Source data
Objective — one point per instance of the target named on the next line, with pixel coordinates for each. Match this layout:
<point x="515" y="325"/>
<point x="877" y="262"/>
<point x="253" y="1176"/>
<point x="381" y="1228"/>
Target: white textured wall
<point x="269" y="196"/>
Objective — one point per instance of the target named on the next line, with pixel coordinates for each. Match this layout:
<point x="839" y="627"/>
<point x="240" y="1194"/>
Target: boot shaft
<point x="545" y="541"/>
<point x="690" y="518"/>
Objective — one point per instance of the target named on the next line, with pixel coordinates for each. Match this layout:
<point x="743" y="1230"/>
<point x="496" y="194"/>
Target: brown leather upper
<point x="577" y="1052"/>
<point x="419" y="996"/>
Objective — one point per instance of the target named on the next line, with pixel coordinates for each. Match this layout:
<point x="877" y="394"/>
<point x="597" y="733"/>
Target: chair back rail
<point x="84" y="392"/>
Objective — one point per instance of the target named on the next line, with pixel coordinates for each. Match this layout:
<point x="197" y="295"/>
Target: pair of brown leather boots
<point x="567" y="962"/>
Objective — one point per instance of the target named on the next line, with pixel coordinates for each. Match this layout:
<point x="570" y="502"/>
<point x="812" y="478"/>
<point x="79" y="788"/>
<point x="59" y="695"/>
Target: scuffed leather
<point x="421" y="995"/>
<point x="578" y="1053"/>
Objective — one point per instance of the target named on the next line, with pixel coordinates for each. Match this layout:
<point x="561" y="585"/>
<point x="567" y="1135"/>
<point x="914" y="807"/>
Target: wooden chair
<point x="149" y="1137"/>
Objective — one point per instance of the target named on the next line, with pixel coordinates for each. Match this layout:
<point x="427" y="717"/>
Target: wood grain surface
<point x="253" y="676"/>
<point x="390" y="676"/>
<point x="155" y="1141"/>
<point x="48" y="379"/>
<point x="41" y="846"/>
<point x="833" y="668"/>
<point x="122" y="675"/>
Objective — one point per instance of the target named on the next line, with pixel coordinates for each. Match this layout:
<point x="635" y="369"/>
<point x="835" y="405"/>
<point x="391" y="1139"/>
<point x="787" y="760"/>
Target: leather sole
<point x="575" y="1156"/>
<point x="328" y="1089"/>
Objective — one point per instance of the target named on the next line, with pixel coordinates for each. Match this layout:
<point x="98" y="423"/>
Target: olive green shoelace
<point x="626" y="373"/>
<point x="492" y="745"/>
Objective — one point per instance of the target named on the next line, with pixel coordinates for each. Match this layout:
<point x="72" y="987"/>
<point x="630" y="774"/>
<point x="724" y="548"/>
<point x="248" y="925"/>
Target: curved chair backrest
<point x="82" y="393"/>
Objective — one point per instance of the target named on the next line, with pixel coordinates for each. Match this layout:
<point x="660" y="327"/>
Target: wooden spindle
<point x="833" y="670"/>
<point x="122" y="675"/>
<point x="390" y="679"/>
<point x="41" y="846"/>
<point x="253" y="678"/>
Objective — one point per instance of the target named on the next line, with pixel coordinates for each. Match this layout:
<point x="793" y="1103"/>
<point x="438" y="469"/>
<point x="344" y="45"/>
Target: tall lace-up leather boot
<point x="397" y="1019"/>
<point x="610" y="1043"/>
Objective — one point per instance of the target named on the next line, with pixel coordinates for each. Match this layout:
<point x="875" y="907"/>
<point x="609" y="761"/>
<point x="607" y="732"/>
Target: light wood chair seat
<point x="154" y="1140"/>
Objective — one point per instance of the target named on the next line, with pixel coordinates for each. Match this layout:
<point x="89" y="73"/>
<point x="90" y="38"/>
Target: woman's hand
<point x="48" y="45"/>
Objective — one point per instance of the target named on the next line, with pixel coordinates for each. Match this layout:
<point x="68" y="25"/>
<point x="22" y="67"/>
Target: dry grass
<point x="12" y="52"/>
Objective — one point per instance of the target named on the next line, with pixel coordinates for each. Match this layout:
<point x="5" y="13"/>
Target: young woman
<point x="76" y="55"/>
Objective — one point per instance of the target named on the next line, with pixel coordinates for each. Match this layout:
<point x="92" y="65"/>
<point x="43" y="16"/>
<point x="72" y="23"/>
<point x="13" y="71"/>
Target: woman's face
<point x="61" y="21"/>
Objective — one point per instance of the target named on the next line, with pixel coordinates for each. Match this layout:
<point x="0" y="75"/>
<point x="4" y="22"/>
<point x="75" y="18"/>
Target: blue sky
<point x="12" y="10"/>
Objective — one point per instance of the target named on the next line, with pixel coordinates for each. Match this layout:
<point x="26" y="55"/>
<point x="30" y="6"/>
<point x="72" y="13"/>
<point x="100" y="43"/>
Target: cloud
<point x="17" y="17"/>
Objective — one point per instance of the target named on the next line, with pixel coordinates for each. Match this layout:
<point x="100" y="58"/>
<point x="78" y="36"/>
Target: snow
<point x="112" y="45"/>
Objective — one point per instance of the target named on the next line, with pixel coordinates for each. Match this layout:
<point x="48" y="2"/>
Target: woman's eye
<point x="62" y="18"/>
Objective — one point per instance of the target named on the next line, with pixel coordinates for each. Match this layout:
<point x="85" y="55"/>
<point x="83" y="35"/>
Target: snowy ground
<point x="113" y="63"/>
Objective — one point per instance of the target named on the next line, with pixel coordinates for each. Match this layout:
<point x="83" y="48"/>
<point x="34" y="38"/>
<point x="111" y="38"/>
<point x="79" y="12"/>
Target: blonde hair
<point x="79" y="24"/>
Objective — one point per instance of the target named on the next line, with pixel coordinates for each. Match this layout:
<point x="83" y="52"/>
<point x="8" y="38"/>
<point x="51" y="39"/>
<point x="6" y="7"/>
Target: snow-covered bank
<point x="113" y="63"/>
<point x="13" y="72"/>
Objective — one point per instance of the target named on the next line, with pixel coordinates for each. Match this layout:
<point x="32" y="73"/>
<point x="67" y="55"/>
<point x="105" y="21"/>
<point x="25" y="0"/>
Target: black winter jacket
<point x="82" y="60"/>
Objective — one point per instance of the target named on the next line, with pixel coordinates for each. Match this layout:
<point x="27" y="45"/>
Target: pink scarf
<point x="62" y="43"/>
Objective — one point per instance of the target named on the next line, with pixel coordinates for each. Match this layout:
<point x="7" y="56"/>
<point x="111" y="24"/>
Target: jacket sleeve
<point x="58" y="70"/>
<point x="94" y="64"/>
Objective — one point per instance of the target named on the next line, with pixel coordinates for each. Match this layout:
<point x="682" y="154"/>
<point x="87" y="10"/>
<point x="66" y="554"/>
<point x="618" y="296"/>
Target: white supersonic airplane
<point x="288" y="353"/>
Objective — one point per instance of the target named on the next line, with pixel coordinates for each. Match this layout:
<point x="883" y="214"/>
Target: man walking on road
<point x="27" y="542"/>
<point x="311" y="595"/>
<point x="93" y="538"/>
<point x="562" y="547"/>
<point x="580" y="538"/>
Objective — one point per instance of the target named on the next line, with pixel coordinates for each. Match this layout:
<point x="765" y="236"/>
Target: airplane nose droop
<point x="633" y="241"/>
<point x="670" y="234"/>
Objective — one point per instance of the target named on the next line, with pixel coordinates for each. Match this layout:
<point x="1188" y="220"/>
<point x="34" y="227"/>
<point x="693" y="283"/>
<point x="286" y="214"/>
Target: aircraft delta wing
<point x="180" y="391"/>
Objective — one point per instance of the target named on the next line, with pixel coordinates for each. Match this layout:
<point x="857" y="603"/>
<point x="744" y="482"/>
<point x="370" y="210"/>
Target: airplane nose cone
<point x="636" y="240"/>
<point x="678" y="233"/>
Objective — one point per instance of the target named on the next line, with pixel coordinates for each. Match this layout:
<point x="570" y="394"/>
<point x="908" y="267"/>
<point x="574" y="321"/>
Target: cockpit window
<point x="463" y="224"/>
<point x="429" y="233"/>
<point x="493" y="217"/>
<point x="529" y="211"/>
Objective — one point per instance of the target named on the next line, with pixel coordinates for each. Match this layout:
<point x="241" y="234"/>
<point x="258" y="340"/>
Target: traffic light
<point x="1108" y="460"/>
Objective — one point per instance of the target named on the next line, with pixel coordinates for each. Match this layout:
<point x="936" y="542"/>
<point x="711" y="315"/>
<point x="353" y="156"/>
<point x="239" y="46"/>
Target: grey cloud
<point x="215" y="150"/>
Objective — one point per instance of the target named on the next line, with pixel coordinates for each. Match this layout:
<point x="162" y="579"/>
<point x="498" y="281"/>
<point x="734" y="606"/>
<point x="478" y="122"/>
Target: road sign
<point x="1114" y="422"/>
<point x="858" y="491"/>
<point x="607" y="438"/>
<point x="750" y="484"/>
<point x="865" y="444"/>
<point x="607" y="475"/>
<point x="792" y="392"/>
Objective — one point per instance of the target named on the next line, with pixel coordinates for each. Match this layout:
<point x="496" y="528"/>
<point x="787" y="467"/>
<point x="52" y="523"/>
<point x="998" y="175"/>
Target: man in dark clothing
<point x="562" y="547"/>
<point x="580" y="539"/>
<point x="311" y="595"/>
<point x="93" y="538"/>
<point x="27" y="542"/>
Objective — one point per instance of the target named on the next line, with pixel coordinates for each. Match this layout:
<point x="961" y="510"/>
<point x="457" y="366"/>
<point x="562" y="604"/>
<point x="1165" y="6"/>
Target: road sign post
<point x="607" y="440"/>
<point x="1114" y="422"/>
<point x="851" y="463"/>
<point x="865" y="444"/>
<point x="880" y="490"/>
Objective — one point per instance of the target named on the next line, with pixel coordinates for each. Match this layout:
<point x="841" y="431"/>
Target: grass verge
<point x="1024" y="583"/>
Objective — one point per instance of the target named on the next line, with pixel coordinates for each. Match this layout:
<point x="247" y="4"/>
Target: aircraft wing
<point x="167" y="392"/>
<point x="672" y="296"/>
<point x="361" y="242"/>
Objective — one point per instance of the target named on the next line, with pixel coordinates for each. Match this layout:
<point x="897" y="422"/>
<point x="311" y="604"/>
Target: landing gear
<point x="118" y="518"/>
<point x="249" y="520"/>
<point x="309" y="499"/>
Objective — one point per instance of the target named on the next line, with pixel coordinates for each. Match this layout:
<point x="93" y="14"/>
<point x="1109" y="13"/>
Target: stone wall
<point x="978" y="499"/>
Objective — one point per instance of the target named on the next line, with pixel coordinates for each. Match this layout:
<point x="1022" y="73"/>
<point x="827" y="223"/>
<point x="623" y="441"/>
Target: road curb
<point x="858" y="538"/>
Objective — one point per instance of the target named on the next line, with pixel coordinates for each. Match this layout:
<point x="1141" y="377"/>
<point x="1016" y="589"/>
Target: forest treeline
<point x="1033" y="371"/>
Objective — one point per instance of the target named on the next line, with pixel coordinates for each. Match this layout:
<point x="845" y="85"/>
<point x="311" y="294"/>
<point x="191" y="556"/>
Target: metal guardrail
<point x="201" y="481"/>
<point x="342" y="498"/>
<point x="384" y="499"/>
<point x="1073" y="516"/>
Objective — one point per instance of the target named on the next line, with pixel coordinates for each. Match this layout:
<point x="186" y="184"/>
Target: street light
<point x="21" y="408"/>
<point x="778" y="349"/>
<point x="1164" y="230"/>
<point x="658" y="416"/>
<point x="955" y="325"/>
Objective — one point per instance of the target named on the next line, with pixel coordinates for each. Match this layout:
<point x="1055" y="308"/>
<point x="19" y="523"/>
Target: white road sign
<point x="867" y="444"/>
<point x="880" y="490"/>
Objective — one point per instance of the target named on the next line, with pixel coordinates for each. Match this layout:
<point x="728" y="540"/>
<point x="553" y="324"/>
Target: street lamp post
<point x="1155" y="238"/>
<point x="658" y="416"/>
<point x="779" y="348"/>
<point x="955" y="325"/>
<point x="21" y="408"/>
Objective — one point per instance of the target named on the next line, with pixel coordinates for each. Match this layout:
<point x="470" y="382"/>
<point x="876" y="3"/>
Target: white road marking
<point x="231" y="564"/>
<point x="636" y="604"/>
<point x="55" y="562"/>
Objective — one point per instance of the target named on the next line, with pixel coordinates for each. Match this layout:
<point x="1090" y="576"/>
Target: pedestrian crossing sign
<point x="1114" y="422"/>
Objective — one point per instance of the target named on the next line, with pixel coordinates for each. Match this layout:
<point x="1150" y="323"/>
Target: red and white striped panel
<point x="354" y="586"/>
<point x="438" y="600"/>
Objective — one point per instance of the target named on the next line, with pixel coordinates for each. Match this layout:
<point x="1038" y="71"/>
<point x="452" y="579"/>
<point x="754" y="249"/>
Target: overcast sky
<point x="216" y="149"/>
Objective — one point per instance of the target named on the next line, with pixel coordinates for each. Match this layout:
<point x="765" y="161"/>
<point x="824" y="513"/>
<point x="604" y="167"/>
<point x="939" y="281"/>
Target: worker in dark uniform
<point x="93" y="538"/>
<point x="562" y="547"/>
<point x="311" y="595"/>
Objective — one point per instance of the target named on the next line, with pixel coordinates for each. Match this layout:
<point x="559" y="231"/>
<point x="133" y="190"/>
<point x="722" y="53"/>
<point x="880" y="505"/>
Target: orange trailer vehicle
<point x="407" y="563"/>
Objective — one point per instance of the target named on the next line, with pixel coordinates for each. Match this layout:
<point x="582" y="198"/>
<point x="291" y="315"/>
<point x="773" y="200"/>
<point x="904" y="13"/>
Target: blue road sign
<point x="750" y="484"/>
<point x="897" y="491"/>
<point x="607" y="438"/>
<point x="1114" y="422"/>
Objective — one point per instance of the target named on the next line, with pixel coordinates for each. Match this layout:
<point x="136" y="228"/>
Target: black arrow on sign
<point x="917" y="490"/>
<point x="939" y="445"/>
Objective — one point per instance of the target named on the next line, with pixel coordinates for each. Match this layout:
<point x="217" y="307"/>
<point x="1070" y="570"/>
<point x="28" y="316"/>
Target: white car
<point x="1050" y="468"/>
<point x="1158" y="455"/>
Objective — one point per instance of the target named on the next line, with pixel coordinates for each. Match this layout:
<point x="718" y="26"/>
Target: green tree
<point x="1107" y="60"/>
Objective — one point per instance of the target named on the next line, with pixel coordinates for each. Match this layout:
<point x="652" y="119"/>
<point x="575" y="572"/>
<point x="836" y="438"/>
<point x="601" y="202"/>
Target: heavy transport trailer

Objective —
How many lines in the source data above contain the string "trailer"? Case counts, so reply with the number alone.

Answer below —
2